***** RECORDS SUPPLIED

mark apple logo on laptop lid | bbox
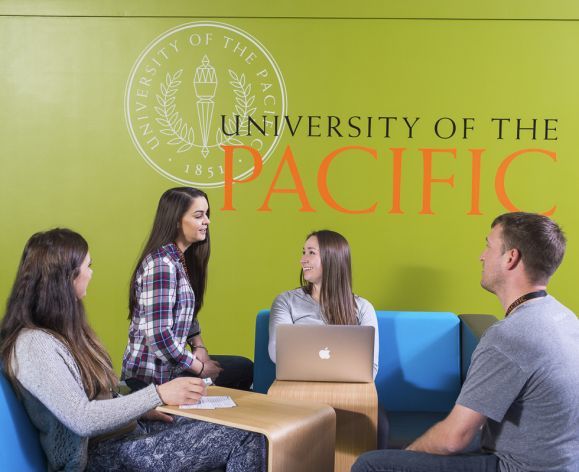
[318,347,331,359]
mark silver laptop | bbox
[276,324,374,382]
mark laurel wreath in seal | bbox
[154,69,256,153]
[216,69,256,146]
[154,69,195,153]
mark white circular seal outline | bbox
[124,21,287,187]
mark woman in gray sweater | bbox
[0,229,265,472]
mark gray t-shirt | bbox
[456,296,579,472]
[268,288,379,378]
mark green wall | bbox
[0,1,579,367]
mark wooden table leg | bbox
[268,380,378,472]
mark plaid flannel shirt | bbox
[121,243,200,384]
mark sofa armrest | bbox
[458,314,497,382]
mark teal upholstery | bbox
[253,310,496,447]
[0,371,46,472]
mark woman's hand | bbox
[157,376,206,405]
[193,347,211,363]
[141,410,173,423]
[201,359,223,382]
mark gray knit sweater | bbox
[12,329,162,471]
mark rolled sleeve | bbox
[267,293,293,363]
[456,345,527,422]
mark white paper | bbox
[179,396,237,410]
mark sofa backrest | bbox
[253,310,275,393]
[0,369,46,472]
[376,311,461,412]
[253,310,461,412]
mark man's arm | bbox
[406,405,487,456]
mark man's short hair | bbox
[491,212,567,283]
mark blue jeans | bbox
[351,449,498,472]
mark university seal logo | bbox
[125,22,287,187]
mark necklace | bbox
[505,290,547,318]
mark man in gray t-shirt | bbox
[352,212,579,472]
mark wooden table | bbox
[267,380,378,472]
[157,387,336,472]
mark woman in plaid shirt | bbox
[122,187,253,390]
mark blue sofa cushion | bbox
[0,370,46,472]
[376,311,461,412]
[253,310,275,393]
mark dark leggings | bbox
[86,416,267,472]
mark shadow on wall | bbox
[373,266,450,311]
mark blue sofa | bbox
[0,369,46,472]
[253,310,496,447]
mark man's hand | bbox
[406,405,487,456]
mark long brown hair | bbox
[0,228,117,400]
[129,187,211,320]
[300,230,358,325]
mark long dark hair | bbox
[129,187,211,320]
[0,228,116,399]
[300,229,358,325]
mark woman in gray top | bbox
[268,230,379,378]
[268,230,389,449]
[0,229,265,472]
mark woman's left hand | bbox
[141,410,173,423]
[193,347,211,363]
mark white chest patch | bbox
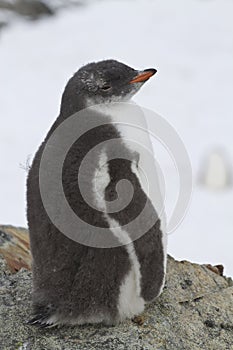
[93,151,145,321]
[92,103,167,320]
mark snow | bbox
[0,0,233,275]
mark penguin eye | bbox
[101,84,112,91]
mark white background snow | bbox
[0,0,233,275]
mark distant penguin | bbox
[199,148,232,190]
[27,60,167,327]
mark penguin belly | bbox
[93,151,145,321]
[92,106,166,320]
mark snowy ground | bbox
[0,0,233,275]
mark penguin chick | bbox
[27,60,166,327]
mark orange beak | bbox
[130,68,157,84]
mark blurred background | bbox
[0,0,233,276]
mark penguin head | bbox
[62,60,157,112]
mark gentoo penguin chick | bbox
[27,60,166,327]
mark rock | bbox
[0,0,54,20]
[0,226,31,273]
[0,228,233,350]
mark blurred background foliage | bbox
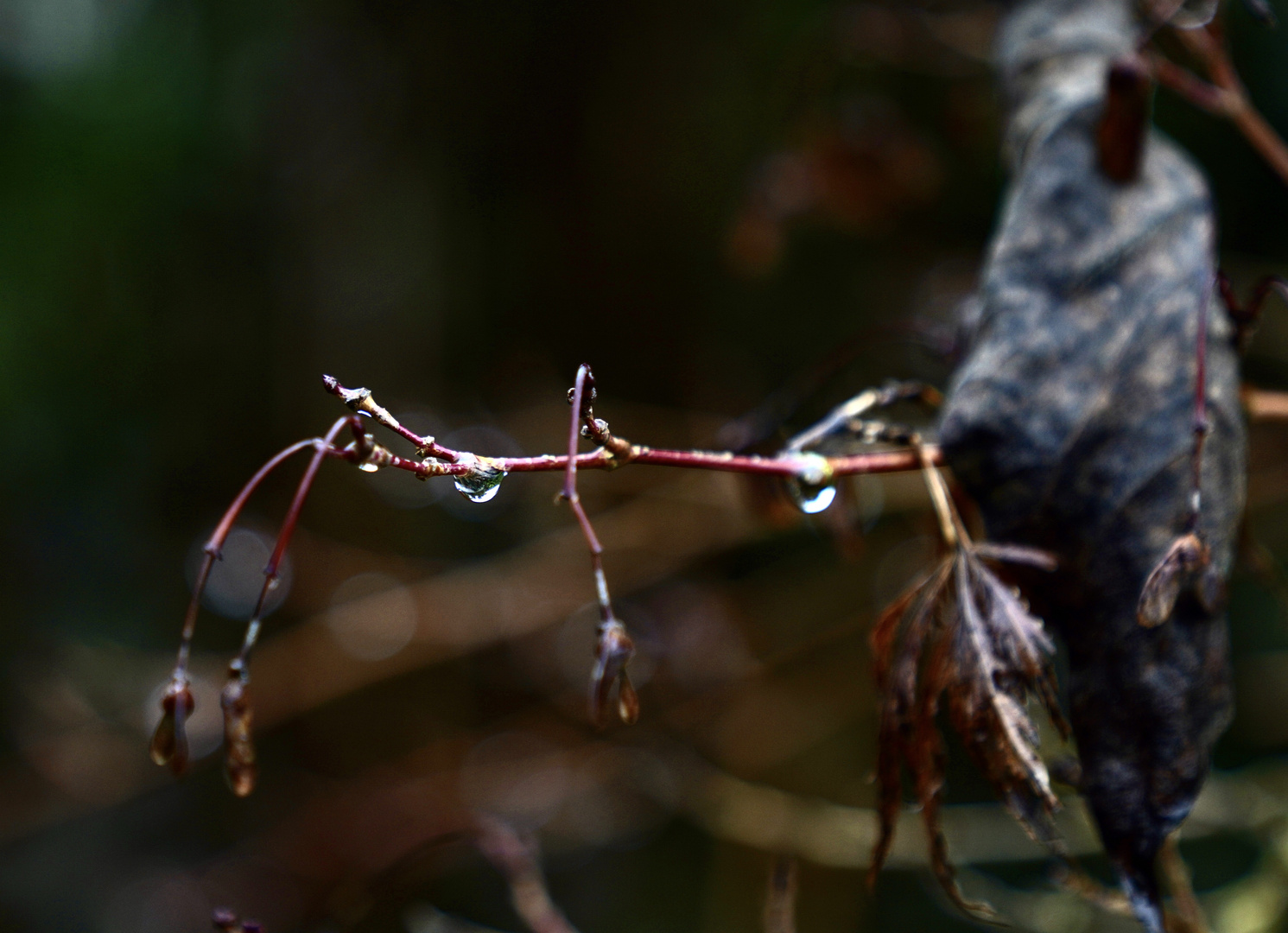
[0,0,1288,933]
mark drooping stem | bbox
[234,415,371,669]
[327,377,942,478]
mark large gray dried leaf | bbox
[940,0,1246,930]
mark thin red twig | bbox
[327,377,942,478]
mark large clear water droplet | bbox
[452,455,504,503]
[787,454,836,516]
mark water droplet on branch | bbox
[452,454,504,503]
[787,454,836,516]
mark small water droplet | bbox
[452,454,504,503]
[787,454,836,516]
[148,679,196,775]
[787,479,836,516]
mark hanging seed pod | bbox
[590,616,640,728]
[219,661,257,797]
[149,673,196,776]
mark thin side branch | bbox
[1150,19,1288,184]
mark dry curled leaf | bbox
[939,0,1246,933]
[869,544,1067,919]
[219,666,259,797]
[590,618,640,728]
[1136,532,1211,629]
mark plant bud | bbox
[590,618,639,728]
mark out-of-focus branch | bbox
[326,377,940,478]
[1239,385,1288,422]
[478,817,577,933]
[1150,19,1288,184]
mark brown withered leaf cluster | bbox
[869,543,1069,919]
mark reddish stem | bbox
[175,416,351,679]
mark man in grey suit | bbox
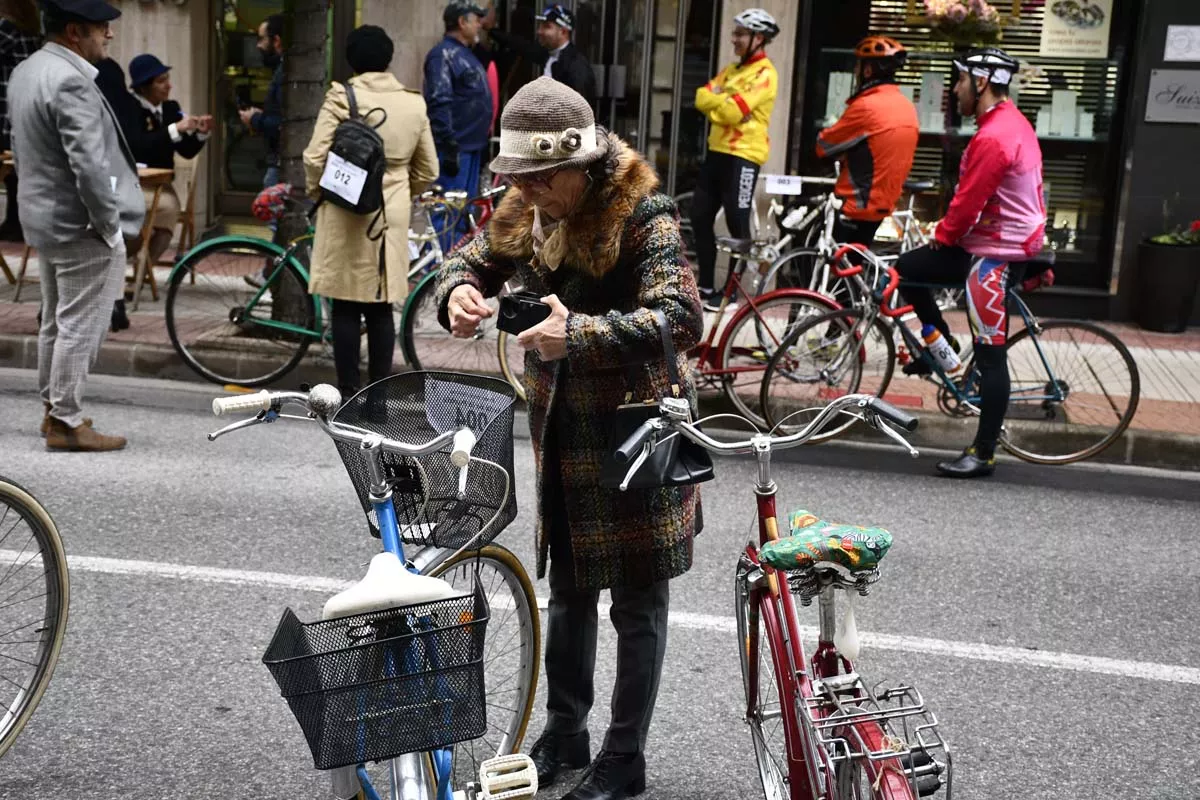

**********

> _TO BE DONE_: Retype the lines from the line with "mark gray t-shirt | bbox" up to and including the line with "[86,416,267,472]", keeping each one unchanged.

> _ANSWER TO THE PROBLEM_:
mark gray t-shirt | bbox
[456,296,579,472]
[268,288,379,378]
mark green wall | bbox
[0,1,579,367]
mark wooden table leg | bbox
[268,380,378,472]
mark plaid flannel shirt | bbox
[121,243,200,384]
mark sofa armrest | bbox
[458,314,497,382]
mark teal upholstery | bbox
[253,310,496,447]
[0,371,46,472]
mark woman's hand | bbox
[157,376,206,405]
[193,347,211,363]
[141,410,173,423]
[201,359,223,382]
mark gray knit sweater | bbox
[12,329,162,471]
mark rolled sleeve | bbox
[267,293,293,363]
[456,345,527,422]
mark white paper | bbox
[179,396,237,410]
mark sofa backrest | bbox
[253,310,275,393]
[0,369,46,472]
[376,311,461,412]
[253,310,461,412]
mark man's arm | bbox
[406,405,487,456]
mark man's short hair | bbox
[491,212,567,283]
mark blue jeans | bbox
[351,449,498,472]
mark university seal logo | bbox
[125,22,287,187]
mark necklace | bbox
[505,290,547,318]
mark man in gray t-shirt | bbox
[352,212,579,472]
mark wooden table | bbox
[267,380,378,472]
[157,387,336,472]
mark woman in plaid shirt | bbox
[122,187,253,390]
mark blue sofa cushion | bbox
[0,370,46,472]
[376,311,461,412]
[253,310,275,393]
mark dark leggings | bbox
[86,416,267,472]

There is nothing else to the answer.